This basically mirrors what I said in #118 but I think the claim here is not that a 2-phase exnref-using system can't ever exist, but that if we were to add 2-phase unwinding we wouldn't be (reasonably) able to make old code (built with MVP exceptions) work as intended when a 2-phase exception is thrown while old code is on the stack.

To clarify the goal here, what do we want to happen in this case?

Suppose we did have a system with an MVP that had a statically-delimited catch/unwind block (no exnref) and then added 2-phase via a filter clause associated with each unwind block (and suppose you can rethrow from inside the unwind block, leaving aside for now the possibility of splitting handling from unwind code).
Can you clarify what the expected behavior should be when a 2-phase exception is thrown?

Here's my guess: Ross indicated in your most recent comment that we would skip these unwind blocks during the first phase, and then execute them as usual during the second phase. If the exception is unhandled it, gets rethrown before the unwind block is exited and unwinding continues. We expect the exception to be unhandled because it is foreign to the MVP code. But the MVP currently allows for foreign exceptions to be handled too. So if the exception is handled we fall (or branch) out of the catch block, and at this point we know unwinding is completely done. In either case we know whether this frame's unwind code is finished or not based on our static scope, although the exact point at which unwinding continues or ends is dynamic, because a rethrow or a branch could be conditional. We also always know statically where unwinding will continue to, because its the scope that surrounds the catch block (or the callsite of the current function)
··········
_Task goal:_
Pick up the forum post on two-phase exception unwinding after its last sentence and continue it in the same voice.

_Provided information:_
··········
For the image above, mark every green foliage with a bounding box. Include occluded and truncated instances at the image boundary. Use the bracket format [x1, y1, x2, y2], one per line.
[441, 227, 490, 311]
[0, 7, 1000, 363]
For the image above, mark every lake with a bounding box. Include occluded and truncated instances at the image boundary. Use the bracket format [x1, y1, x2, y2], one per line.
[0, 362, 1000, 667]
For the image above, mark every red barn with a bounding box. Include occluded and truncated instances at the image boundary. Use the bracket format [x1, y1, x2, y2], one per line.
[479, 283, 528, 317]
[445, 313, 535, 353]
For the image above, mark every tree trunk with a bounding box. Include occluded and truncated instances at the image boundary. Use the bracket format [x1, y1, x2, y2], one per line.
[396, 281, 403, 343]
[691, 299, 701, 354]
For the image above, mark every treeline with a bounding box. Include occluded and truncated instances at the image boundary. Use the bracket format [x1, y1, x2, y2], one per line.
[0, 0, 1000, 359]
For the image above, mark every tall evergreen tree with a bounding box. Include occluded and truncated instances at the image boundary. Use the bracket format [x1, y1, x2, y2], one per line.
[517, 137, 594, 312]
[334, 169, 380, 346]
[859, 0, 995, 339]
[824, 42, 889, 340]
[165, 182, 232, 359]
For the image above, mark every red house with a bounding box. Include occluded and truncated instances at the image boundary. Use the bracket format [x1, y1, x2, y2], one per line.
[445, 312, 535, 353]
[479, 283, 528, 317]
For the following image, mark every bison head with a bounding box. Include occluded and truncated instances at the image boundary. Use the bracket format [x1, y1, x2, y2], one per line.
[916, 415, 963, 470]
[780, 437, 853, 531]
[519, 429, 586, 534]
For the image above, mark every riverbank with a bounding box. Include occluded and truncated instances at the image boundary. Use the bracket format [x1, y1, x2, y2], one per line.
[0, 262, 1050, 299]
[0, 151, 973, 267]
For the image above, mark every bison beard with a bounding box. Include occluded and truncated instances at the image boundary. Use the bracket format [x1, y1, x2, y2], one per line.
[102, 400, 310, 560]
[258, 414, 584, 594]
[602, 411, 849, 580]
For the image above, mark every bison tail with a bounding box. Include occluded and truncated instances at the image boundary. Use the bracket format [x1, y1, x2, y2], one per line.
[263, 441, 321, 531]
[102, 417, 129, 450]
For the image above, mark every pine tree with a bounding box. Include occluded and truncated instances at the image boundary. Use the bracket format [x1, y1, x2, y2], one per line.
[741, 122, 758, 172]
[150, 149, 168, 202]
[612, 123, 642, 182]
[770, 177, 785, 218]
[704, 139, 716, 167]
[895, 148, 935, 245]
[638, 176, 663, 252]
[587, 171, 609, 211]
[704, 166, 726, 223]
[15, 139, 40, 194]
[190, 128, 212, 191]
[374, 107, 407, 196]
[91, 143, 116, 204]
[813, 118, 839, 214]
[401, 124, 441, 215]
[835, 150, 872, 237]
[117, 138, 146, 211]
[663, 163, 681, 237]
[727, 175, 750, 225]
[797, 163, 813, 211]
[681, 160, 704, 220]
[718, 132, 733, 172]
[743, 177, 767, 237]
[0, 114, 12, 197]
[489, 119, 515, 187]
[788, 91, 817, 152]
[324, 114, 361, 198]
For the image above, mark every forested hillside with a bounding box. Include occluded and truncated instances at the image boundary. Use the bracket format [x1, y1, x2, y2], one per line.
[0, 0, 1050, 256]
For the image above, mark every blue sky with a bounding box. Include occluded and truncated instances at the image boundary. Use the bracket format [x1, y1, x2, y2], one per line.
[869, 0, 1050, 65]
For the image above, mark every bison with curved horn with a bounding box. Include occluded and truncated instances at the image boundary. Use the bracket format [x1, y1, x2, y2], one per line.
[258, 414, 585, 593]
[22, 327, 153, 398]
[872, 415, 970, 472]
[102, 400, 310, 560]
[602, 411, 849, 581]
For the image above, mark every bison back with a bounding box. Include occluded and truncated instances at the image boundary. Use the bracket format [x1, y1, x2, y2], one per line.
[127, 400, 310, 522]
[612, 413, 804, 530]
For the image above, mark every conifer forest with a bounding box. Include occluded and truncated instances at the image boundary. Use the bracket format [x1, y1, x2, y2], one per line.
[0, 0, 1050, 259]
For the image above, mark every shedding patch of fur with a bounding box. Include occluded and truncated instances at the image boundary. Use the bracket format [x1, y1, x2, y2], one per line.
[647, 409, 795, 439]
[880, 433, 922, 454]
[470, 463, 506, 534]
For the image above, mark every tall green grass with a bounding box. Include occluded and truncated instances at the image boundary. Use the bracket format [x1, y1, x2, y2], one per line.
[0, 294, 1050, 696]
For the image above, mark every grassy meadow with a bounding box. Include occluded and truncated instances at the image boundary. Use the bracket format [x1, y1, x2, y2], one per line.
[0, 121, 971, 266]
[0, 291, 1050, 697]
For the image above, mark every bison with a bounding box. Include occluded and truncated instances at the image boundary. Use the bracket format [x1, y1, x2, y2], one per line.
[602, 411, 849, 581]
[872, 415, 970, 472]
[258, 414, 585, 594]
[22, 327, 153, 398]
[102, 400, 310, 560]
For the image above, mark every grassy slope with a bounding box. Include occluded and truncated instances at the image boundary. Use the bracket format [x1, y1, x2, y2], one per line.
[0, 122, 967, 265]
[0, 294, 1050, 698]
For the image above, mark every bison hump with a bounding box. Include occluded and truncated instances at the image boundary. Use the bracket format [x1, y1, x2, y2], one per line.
··········
_Answer to the problem:_
Edge cases

(Here I'm just exploring other consequences of this idea; ignore this paragraph if you disagree with the above). In this case we don't know during the first phase whether MVP frames will eventually handle this exception or not. So it could happen that phase 1 finds a handler further up the stack and begins the unwind phase, but the exception is instead handled by the MVP frame. This seems probably ok to me. It could also happen that no 2-phase-aware handler is found and we invoke the debugger or whatever after the first phase (instead of running the second phase), but the exception would have been handled by an MVP frame. This seems like it could be undesirable, but not the worst thing in the world.

The problem with exnref escape

(Here I'm attempting to restate what I think is Ross's characterization of the problem).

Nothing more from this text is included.